- [Exercise aim] Since the copy must match the original, write out each record word for word, skipping only the pictures.

- [Images for object localization]
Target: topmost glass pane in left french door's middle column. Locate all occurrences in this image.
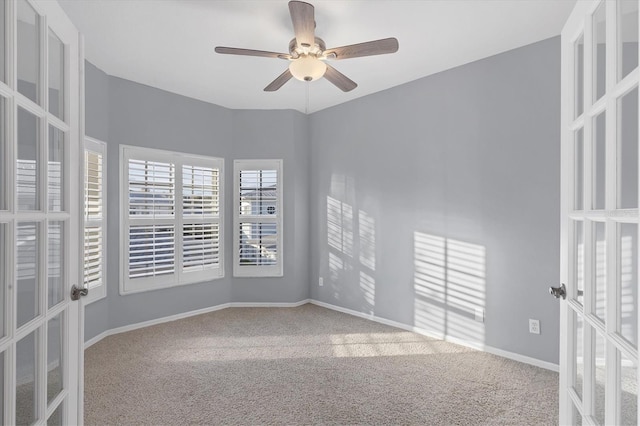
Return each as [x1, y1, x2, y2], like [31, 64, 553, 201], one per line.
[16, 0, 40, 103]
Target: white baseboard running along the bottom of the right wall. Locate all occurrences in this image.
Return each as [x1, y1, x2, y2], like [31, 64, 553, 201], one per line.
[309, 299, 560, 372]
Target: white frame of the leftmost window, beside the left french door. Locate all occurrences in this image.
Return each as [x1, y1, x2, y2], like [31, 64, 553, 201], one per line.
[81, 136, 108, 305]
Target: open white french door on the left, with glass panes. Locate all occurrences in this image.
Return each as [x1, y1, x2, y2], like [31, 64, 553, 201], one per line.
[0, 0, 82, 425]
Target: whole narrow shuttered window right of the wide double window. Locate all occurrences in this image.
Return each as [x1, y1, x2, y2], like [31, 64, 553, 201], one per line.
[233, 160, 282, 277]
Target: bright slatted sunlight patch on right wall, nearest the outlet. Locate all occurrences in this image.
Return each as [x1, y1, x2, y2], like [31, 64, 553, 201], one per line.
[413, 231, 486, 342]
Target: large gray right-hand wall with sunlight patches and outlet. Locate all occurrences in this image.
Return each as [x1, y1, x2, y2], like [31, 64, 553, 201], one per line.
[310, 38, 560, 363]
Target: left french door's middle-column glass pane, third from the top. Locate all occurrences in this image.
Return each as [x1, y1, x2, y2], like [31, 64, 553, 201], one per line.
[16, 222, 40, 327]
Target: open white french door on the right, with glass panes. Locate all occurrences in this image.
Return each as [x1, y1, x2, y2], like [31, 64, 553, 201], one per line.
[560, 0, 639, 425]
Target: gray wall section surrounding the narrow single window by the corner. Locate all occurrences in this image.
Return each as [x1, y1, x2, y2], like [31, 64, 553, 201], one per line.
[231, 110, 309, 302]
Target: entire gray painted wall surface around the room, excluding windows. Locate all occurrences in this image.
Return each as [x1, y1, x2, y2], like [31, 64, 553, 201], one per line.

- [Reply to the task]
Target: topmost glass pane in left french door's middle column. Locate all occurrences in this image.
Return each as [x1, y1, x2, y2], like [31, 64, 553, 201], one per line.
[16, 0, 40, 103]
Target: white baseboard running along the bottom of the right wall. Locate all occurrences in this image.
Return each as [x1, y1, x2, y2], like [31, 64, 553, 201], one per line.
[309, 299, 560, 372]
Target: white frame of the leftmost window, beside the left french door. Locate all occurrences in this image.
Return each as [x1, y1, x2, y2], like [31, 64, 553, 201], one per line.
[81, 136, 108, 305]
Target: open white french door on the left, with glass panes. Locate all occurrences in this image.
Return each as [x1, y1, x2, y2], like [31, 64, 553, 201], one per line.
[0, 0, 82, 425]
Target: whole narrow shuttered window right of the wide double window. Locate all occurrences in this image.
Return each as [x1, y1, x2, y2], like [31, 64, 553, 201], one per line.
[233, 160, 282, 277]
Target: bright slatted sunlight patch on right wall, nearest the outlet. Locate all occurrences in this image.
Return each as [x1, y1, x2, y2], like [31, 64, 553, 201], one per line.
[413, 231, 486, 342]
Target: large gray right-hand wall with sunlight patches and outlet. Locate all occurrences in this image.
Return each as [x1, y1, x2, y2], like [31, 64, 553, 201], one per line.
[310, 38, 560, 363]
Target: left french door's middle-column glass pane, third from the top. Locate all occurrences in this image.
Return each as [x1, y1, x2, y2], like [31, 64, 553, 201], one per line.
[16, 222, 40, 327]
Target: open white french door on the right, with glass panes. Locate all occurrences in this image.
Return each as [x1, y1, x2, y2], like [31, 64, 553, 201], one per line.
[560, 0, 639, 425]
Target: gray wall section surrounding the narrow single window by the corner. Locate all occurrences in this image.
Return each as [x1, y1, x2, y2], like [31, 64, 553, 201], one per line.
[231, 110, 309, 302]
Target: entire gray painted wall surface around the room, excluding windows. Locate all occurrences in this image.
Return each as [x1, y1, x2, y2], like [31, 64, 553, 201], one per line.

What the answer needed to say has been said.